━━━━━ Extract ━━━━━
In this cross-sectional study, the authors compared ECGs of a cohort of 275 schizophrenia patients from the Department of Severe Mental Illness, Mental Health Care Center, North Holland to ECGs of two cohorts of non-schizophrenia patients. One cohort (n=179), with participants without psyhcopathology from the ongoing longitudinal Netherlands study of depression and anxiety (NESDA) was age comparable with the schizophrenia group. The other control cohort (n=1,168) was 20 years older than the study cohort with participants randomly selected from the population in a region of the Netherlands (Hoorn study).

“Several studies suggested that schizophrenic patients have higher biologic age relative to their calendar age with commensurately increased prevalence of cardiovascular and metabolic disorders,” Blom et al write, for this reason they studied this second cohort.

Blom et al report that 32 patients (11.6%) in the schizophrenia group had Brugada-ECG at baseline (one had type 1 Brugada-ECG and 32 had type 2/3). This was significantly more than the two non-schizophrenia groups where no patients had type 1 Brugada ECG, while 2 (1.1%) patients (NESDA group) and 28 (2.4%) patients (Hoorn group) had type 2/3 Brugada-ECG. Furthermore, patients with schizophrenia had longer QT-interval, an increased proportion of mild or severe QTc-prolongation and higher heart rates than non-schizophrenic patients. Increased QTc-prolongation was, however, largely explained by confounding factors, including use of QTc-prolonging (antipsychotic) drugs.


“Many researchers ascribe sudden cardiac death in schizophrenia to antipsychotics,” note the authors. In this study, prevalence of Brugada-ECG was not attributed to the use of sodium-channel blocking medication (including antipsychotics). Therefore, “Future studies are required to establish the causes for the increased prevalence of Brugada-ECG or Brugada syndrome in schizophrenia,” Blom et al suggest.


“If proven in future studies that increased prevalence of Brugada-ECG in schizophrenia reflects increased prevalence of Brugada syndrome, this finding could contribute to a better understanding of excess sudden cardiac death-risk in schizophrenia patients,” the authors write. Due to the lack of data of family history of sudden cardiac death in the schizophrenia group, Blom et al comment, they could not establish a higher prevalence of Brugada syndrome in schizophrenia.


Hanno Tan, lead investigator of the study, (Department of Cardiology, Heart Center
Academic Medical Center, University of Amsterdam, Amsterdam, The Netherlands) told Cardiac Rhythm News that one important implication for clinical practice is that “Brugada syndrome should be considered in families in which both sudden unexplained death and schizophrenia occur.”
━━━━━
__Requirement 1__.
From the article on Brugada-ECG in schizophrenia, copy the passage that begins at "In this cross-sectional" and stops after "Netherlands (Hoorn study).", changing "participants" to "subjects".
__Requirement 2__.
Translate this sentence from the article on Brugada-ECG in schizophrenia into Spanish: "Furthermore, patients with schizophrenia had longer QT-interval, an increased proportion of mild or severe QTc-prolongation and higher heart rates than non-schizophrenic patients."
The listing has no connection to the article on Brugada-ECG in schizophrenia.
━━━━━ Entries shown ━━━━━
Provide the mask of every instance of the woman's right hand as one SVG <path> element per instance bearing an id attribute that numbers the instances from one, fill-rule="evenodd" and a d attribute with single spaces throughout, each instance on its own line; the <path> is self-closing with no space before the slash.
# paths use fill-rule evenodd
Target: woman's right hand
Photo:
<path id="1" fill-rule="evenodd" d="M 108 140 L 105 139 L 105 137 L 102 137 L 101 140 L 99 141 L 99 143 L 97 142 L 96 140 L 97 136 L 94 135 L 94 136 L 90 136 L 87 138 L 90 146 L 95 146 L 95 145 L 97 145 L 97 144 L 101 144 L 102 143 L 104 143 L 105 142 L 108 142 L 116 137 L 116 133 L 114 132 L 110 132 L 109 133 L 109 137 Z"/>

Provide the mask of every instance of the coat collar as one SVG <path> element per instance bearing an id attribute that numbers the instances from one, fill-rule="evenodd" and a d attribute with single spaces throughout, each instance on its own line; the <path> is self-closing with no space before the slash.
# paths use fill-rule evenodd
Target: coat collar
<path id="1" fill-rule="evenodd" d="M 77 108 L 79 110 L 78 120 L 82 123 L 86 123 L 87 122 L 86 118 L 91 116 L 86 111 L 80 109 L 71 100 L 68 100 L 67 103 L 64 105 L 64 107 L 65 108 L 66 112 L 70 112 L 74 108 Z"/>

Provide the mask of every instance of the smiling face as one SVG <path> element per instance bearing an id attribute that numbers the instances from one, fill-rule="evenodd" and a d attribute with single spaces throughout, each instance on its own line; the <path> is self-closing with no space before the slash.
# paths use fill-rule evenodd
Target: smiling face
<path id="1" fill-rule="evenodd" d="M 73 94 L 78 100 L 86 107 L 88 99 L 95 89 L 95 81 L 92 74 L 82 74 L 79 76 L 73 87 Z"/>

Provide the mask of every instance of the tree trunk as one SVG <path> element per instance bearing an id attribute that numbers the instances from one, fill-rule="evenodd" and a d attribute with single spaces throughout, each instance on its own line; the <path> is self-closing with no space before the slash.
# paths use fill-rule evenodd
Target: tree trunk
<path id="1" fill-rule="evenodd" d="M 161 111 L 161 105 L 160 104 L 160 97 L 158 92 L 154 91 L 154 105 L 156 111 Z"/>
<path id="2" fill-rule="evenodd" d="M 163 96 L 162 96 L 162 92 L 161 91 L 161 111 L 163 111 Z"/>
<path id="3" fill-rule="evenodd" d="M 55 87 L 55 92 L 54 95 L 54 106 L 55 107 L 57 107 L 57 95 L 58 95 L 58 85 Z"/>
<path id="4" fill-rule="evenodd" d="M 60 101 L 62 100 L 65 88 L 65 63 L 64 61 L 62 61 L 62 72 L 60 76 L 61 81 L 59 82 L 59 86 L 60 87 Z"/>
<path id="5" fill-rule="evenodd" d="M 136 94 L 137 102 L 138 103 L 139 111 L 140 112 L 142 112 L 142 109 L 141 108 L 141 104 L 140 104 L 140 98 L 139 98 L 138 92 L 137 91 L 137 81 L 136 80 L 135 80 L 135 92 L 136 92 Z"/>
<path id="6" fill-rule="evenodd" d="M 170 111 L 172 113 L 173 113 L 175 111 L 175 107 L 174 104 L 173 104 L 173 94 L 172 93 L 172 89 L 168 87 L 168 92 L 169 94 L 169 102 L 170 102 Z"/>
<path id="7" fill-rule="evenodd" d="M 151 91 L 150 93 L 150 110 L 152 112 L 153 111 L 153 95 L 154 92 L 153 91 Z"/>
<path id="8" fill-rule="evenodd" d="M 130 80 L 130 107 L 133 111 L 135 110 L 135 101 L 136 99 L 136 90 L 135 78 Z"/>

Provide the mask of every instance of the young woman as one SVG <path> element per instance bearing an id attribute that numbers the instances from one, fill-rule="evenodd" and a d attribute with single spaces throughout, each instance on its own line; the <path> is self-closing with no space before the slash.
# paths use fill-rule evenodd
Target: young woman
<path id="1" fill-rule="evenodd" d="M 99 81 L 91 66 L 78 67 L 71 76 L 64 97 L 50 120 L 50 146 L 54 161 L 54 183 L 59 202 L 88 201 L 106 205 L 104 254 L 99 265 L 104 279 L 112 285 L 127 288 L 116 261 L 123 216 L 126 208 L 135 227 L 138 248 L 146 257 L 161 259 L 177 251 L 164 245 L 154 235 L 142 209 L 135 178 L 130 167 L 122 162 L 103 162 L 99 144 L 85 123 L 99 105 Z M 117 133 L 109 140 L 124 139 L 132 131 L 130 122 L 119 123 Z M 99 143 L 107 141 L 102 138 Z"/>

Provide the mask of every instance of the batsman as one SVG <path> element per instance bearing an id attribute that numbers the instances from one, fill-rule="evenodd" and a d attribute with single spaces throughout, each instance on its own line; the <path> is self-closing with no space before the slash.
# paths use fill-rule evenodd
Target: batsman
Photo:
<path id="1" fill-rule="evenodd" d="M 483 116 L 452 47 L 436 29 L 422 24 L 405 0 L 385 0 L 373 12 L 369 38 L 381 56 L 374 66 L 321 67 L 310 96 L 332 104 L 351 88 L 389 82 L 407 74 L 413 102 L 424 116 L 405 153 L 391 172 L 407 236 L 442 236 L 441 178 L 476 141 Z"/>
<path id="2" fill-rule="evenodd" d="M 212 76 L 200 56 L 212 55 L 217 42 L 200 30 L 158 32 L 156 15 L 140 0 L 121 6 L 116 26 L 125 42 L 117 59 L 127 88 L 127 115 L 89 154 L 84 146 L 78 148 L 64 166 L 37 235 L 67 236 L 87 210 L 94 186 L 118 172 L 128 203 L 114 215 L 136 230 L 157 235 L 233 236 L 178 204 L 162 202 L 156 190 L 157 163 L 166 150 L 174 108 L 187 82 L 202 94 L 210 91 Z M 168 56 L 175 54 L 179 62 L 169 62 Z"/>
━━━━━
__Answer box 1__.
In this cross-sectional study, the authors compared ECGs of a cohort of 275 schizophrenia patients from the Department of Severe Mental Illness, Mental Health Care Center, North Holland to ECGs of two cohorts of non-schizophrenia patients. One cohort (n=179), with subjects without psyhcopathology from the ongoing longitudinal Netherlands study of depression and anxiety (NESDA) was age comparable with the schizophrenia group. The other control cohort (n=1,168) was 20 years older than the study cohort with subjects randomly selected from the population in a region of the Netherlands (Hoorn study).

__Answer box 2__.
Además, los pacientes con esquizofrenia tenían un intervalo QT más largo, una mayor proporción de prolongación leve o grave del QTc y frecuencias cardíacas más altas que los pacientes sin esquizofrenia.